### REQUIREMENT A
In the forum thread below about shooting a wedding, what city was the wedding in?
### REQUIREMENT B
Repeat word for word the part of the wedding thread that starts at "Heres a few" and ends at "the TPF salute!".

### TEXT SHOWN
* begin *

# Wedding with TPF member



## pixmedic (Jul 26, 2013)

Manny212 graciously took us up on our offer to let him shoot with us at a wedding in Fort Myers today. 
it went GREAT! the wedding was a little uncoordinated, but nothing we weren't used to. 
Heres a few quick shots of us working, and a group shot with what I have been told is the "TPF" salute. 
first thing you might notice is that Manny is a sexy beast.
secondly, for someone that has never shot a wedding before, he really took well to it, needing almost no direction. 
It was nice getting to meet and shoot with a fellow forum member. It was a good experience overall for us, and I think this will be something we offer again in the future. :thumbup::thumbup:


----------



## Derrel (Jul 26, 2013)

Manny---shades of Dan Marino before he got all old and fat!!!! I love the TPF salute!


----------



## squirrels (Jul 26, 2013)

* end *

### STORED DATA

* begin *

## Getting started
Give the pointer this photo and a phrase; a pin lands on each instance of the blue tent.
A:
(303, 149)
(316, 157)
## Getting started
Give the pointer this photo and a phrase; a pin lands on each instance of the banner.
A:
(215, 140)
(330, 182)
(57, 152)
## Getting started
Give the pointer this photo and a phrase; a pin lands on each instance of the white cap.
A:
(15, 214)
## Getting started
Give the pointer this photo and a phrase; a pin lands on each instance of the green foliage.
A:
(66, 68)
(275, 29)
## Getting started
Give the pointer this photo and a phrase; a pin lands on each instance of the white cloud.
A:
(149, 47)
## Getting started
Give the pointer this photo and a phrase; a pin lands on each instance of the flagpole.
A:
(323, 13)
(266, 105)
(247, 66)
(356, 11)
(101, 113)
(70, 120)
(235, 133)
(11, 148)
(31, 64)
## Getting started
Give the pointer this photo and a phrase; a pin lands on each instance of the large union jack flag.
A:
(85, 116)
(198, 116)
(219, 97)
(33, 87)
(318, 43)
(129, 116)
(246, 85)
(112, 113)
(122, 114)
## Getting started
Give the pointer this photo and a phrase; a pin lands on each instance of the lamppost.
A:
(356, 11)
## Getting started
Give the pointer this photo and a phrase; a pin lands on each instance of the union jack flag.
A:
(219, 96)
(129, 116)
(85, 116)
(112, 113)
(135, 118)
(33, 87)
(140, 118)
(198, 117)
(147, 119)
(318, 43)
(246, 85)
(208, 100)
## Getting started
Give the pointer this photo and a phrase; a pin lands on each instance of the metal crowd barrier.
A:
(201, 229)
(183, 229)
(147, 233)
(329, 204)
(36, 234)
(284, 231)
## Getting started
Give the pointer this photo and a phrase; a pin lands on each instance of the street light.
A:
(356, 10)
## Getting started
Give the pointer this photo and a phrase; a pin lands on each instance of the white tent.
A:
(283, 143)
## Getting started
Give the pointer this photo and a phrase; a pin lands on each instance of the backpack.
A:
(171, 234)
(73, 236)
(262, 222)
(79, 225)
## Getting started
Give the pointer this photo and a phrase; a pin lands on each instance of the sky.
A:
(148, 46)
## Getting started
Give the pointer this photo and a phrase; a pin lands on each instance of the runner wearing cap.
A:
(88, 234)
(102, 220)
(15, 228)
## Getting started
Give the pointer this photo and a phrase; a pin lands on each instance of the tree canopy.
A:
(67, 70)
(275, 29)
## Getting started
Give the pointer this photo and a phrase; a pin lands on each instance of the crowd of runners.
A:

* end *
* begin *

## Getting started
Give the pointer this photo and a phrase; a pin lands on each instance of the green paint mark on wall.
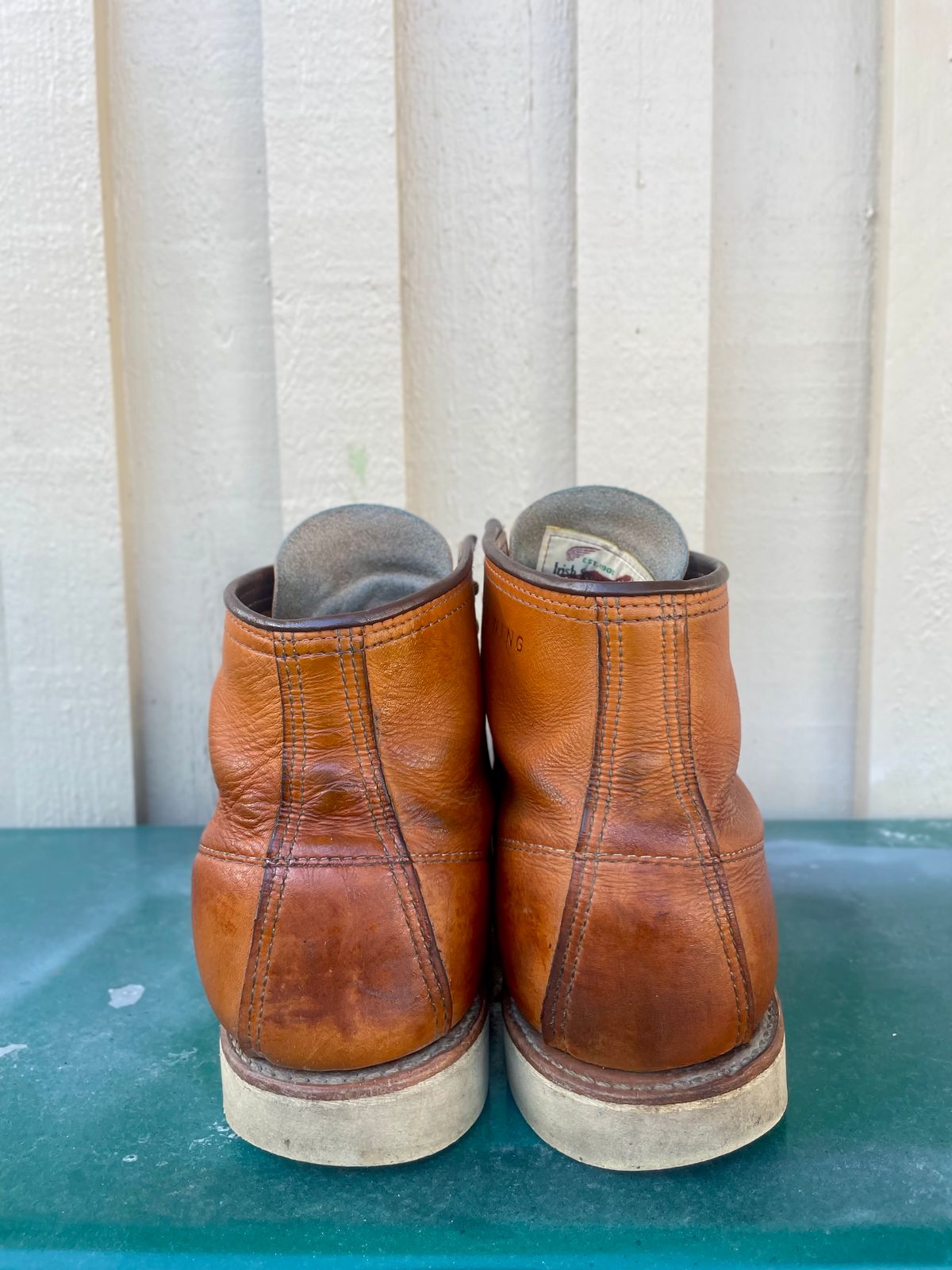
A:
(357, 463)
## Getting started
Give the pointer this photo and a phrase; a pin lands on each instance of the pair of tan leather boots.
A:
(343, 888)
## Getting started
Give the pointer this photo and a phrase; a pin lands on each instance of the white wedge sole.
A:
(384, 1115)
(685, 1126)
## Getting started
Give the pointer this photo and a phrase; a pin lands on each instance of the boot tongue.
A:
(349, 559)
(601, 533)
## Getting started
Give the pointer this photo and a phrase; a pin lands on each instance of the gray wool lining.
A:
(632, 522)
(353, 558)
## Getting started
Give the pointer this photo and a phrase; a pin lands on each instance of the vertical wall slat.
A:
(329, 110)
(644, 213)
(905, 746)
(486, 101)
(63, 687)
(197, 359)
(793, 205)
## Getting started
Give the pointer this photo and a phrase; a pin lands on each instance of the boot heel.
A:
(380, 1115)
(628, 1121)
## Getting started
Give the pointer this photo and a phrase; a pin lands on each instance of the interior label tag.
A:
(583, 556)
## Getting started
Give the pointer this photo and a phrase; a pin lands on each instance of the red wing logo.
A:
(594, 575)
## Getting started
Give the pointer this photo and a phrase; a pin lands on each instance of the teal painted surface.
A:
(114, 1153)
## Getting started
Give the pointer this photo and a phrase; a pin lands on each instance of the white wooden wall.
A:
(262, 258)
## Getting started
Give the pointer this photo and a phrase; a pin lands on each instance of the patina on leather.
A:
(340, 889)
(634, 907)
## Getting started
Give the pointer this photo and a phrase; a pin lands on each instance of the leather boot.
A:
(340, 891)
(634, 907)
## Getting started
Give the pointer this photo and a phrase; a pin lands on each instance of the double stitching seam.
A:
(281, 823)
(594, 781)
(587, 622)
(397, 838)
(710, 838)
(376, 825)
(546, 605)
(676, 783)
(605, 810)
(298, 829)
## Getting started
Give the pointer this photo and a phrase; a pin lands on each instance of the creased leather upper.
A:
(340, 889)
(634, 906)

* end *

### COMPLETE ANSWER A
Fort Myers

### COMPLETE ANSWER B
Heres a few quick shots of us working, and a group shot with what I have been told is the "TPF" salute. 
first thing you might notice is that Manny is a sexy beast.
secondly, for someone that has never shot a wedding before, he really took well to it, needing almost no direction. 
It was nice getting to meet and shoot with a fellow forum member. It was a good experience overall for us, and I think this will be something we offer again in the future. :thumbup::thumbup:


----------



## Derrel (Jul 26, 2013)

Manny---shades of Dan Marino before he got all old and fat!!!! I love the TPF salute!